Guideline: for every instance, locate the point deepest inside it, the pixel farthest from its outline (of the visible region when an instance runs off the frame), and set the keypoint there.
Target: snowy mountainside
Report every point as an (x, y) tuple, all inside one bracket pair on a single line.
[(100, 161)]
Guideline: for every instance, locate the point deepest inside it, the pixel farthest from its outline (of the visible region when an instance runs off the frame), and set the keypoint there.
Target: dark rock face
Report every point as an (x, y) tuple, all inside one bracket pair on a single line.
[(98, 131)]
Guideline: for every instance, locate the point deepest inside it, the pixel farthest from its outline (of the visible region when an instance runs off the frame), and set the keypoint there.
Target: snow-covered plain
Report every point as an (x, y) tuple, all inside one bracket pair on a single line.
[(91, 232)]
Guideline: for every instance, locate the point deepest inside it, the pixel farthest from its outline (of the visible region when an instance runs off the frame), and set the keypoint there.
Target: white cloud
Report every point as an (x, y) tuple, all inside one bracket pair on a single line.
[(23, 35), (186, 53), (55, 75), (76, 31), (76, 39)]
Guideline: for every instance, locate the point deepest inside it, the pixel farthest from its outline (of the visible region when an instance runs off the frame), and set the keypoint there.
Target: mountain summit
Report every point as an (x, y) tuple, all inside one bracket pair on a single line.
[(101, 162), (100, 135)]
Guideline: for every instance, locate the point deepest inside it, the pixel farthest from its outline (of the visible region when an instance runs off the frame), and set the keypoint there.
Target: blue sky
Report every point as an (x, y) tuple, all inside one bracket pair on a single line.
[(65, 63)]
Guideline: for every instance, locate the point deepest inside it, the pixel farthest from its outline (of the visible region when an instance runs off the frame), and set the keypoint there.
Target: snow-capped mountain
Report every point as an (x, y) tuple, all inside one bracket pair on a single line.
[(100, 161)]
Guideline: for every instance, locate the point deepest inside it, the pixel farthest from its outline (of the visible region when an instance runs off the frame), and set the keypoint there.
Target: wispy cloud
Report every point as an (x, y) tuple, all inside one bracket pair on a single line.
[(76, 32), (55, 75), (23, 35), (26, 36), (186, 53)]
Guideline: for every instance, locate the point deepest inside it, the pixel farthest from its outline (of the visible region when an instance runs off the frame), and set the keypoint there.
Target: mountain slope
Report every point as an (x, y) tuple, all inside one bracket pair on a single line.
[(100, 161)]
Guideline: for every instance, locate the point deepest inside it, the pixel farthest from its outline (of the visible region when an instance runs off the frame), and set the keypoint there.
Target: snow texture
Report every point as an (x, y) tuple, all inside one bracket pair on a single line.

-- Directions --
Rewrite everything from the start of the rows above down to the line containing "[(98, 131)]" as a numbered list, one line per number, skipping any blank lines.

-- Response to this task --
1. Guideline: for every instance, locate the point deepest inside it, the pixel farthest from its outline (of the visible region when an instance runs off the frame), and set the keypoint there.
2. Target: snowy mountainside
3. Report every point as an (x, y) tuple, all inside one bracket pair on a single line.
4. [(100, 161)]
5. Guideline: for every instance, locate the point deepest inside it, the pixel farthest from its outline (of the visible region when an instance runs off the frame), and set the keypoint there.
6. Target: dark rock face
7. Report every point as an (x, y) tuple, all inside one bracket pair on a single line.
8. [(98, 131)]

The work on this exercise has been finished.